_WHAT TO DO_
Return all records exactly. Nothing may be added.
[Opening DATA PROVIDED section]
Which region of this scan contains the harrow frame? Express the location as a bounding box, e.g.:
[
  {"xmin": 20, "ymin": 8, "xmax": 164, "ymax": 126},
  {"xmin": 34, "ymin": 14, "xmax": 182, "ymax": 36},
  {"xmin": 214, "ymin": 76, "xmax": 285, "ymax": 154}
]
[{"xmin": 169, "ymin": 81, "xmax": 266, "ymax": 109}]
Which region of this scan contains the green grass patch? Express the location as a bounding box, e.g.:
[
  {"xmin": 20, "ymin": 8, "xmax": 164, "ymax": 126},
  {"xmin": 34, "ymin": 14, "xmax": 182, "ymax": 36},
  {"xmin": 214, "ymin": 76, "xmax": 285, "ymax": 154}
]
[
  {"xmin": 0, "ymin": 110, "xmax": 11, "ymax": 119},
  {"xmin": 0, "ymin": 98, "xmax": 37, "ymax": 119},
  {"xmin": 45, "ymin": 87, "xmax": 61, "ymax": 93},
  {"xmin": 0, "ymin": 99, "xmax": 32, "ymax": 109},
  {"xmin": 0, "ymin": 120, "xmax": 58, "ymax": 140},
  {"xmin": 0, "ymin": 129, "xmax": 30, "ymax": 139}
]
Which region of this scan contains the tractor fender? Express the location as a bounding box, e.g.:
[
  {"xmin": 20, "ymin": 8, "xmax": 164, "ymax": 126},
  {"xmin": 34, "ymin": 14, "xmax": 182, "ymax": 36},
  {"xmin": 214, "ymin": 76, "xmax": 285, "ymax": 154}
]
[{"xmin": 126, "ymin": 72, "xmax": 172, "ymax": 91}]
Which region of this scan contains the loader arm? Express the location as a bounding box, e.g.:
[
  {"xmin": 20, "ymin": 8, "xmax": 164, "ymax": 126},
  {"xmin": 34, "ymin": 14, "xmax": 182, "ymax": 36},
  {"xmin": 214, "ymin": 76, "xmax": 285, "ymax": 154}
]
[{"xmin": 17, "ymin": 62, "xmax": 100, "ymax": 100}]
[Closing DATA PROVIDED section]
_PROBLEM SOLUTION_
Which region of this scan contains the harrow frame? Express the location as a bounding box, e.g.:
[
  {"xmin": 20, "ymin": 8, "xmax": 164, "ymax": 126},
  {"xmin": 34, "ymin": 14, "xmax": 182, "ymax": 36},
  {"xmin": 214, "ymin": 76, "xmax": 285, "ymax": 154}
]
[{"xmin": 169, "ymin": 81, "xmax": 266, "ymax": 109}]
Which region of this scan contains the green grass patch? Express the location as a bounding box, e.g.:
[
  {"xmin": 20, "ymin": 8, "xmax": 164, "ymax": 126},
  {"xmin": 34, "ymin": 14, "xmax": 182, "ymax": 36},
  {"xmin": 214, "ymin": 76, "xmax": 285, "ymax": 154}
]
[
  {"xmin": 0, "ymin": 110, "xmax": 11, "ymax": 119},
  {"xmin": 0, "ymin": 98, "xmax": 37, "ymax": 119},
  {"xmin": 45, "ymin": 87, "xmax": 61, "ymax": 93},
  {"xmin": 0, "ymin": 99, "xmax": 32, "ymax": 109},
  {"xmin": 0, "ymin": 120, "xmax": 58, "ymax": 140},
  {"xmin": 0, "ymin": 129, "xmax": 30, "ymax": 139}
]
Which region of this scan contains the tractor fender? Express the location as a bounding box, e.g.:
[
  {"xmin": 20, "ymin": 8, "xmax": 164, "ymax": 126},
  {"xmin": 34, "ymin": 14, "xmax": 182, "ymax": 36},
  {"xmin": 214, "ymin": 76, "xmax": 285, "ymax": 154}
]
[{"xmin": 126, "ymin": 72, "xmax": 172, "ymax": 91}]
Which region of this scan contains the loader arm? Express the location as a bounding box, e.g.:
[
  {"xmin": 20, "ymin": 8, "xmax": 164, "ymax": 126},
  {"xmin": 34, "ymin": 14, "xmax": 182, "ymax": 36},
  {"xmin": 214, "ymin": 76, "xmax": 285, "ymax": 154}
]
[{"xmin": 17, "ymin": 62, "xmax": 100, "ymax": 100}]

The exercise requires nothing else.